Saved data entries:
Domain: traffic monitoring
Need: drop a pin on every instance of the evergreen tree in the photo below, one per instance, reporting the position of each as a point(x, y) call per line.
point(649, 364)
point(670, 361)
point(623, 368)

**WORK INSTRUCTIONS:**
Each record is to be given again in full, exactly as it reads.

**WRITTEN SOLUTION:**
Domain: traffic monitoring
Need: drop a pin on every instance of the evergreen tree in the photo below, one per instance, reporting the position of each as a point(x, y) call per line.
point(649, 364)
point(670, 361)
point(623, 368)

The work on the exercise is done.